This week, The Embrace monument will be unveiled on Boston Common, to honor the Rev. Dr. Martin Luther King Jr. and Coretta Scott King's time in Boston.
As a minister, King earned his doctorate in systematic theology at Boston University. Many Sundays, he would preach at Twelfth Baptist Church in Roxbury, and his soon-to-be wife would come to watch.
“She was invited by her classmate, Sister Mary Powell,” said senior pastor the Rev. Willie Bodrick II. He and associate pastor the Rev. Jeffrey Brown, who is also a co-chair of Embrace Boston, say they are keeping King’s legacy alive at Twelfth.
One of the first books Brown received as a child was a book of sermons by King, he said.
“I was 5 years old when Dr. King was assassinated,” Brown said. “What is important for me about his approach and his sense of spirituality is how he tied it to the everyday lives of Black people, but people in general, and at the end of his life, this turn towards economic empowerment. And so for me, what we are doing now is picking up the mantle on that.”
Bodrick, who was raised in Atlanta, said he grew up knowing that he and King shared common threads in their lives.
“I'm from the same city, born and raised, from the same community, from the same tradition. Both of us were PKs, preacher's kids,” he said. “That was a part of my upbringing.”

RECORDED DATA >>
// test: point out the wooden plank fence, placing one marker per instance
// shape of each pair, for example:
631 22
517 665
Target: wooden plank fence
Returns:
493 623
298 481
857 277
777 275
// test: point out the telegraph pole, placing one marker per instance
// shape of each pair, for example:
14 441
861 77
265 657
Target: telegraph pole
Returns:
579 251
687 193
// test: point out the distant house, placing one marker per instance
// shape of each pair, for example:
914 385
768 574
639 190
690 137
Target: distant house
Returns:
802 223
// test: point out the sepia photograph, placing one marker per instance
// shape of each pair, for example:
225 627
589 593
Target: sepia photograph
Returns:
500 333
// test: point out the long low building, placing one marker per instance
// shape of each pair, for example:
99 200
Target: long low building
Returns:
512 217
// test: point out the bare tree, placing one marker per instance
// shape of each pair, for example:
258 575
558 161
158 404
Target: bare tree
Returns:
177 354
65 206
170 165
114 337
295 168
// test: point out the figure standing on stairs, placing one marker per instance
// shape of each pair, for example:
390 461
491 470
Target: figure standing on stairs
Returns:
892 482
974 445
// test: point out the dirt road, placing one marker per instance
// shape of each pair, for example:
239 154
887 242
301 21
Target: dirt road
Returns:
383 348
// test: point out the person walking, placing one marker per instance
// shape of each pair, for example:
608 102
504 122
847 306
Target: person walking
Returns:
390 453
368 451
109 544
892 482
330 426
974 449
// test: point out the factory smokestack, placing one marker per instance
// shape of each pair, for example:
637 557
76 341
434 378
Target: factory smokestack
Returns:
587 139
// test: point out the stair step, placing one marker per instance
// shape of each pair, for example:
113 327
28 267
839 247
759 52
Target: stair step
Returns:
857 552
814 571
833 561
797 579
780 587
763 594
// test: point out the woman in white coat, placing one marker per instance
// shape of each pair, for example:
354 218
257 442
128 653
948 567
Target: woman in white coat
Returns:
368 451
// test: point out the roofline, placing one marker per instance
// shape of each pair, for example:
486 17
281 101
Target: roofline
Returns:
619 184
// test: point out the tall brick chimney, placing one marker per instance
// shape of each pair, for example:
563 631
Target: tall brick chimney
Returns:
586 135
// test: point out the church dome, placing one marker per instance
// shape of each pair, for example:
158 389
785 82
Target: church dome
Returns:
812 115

DESCRIPTION OF THE TASK >>
Write the next part of the article about the Kings' ties to Boston and Twelfth Baptist Church, starting right after its last sentence.

RESPONSE AREA >>
He grew up going to the King Center in Atlanta, which houses King’s archives and sermons. It was common, he said, for him to listen to those sermons and analyze his work.
“When you look at King as a preacher, he was a technician,” Bodrick said. “King was very well-read, which is something that I think allowed him to have such a broad impact, and be able to engage audiences even that differed or disagreed with him. But he had his own cadence. He had his own voice. And I think of the best of the tradition, he was able to speak to the depths of who we were as a people and speak honestly about that, but also be able to speak to a nation who needed to hear from the Black church tradition.”
The need for that persists, Bodrick said.
“That, for me, is still what's necessary in our country today,” he said. “That's what undergirds me. I think that willingness to still speak truth to power and to know that out of the womb of the Black church, there is a word for this nation: Daring to dream and utilizing the pulpit for healing and the healing of this nation.”
Bodrick and Brown both said they strive to bring King’s ideals of community and service into their church today. They spoke of working to feed people in the early days of the COVID-19 pandemic and lockdowns, when many suddenly lost their jobs; of addressing housing insecurity with church funds; of advocating for social issues, such as police accountability; of teaming up with Boston Medical Center and turning the church’s Hester Hall into a vaccine clinic once COVID-19 shots became available.
“One of the things that Dr. King was always fighting for was the most vulnerable, utilizing his Christian faith to make real the opportunity, the access, the justice that was necessary, which is deep to all of us in this community,” Bodrick said.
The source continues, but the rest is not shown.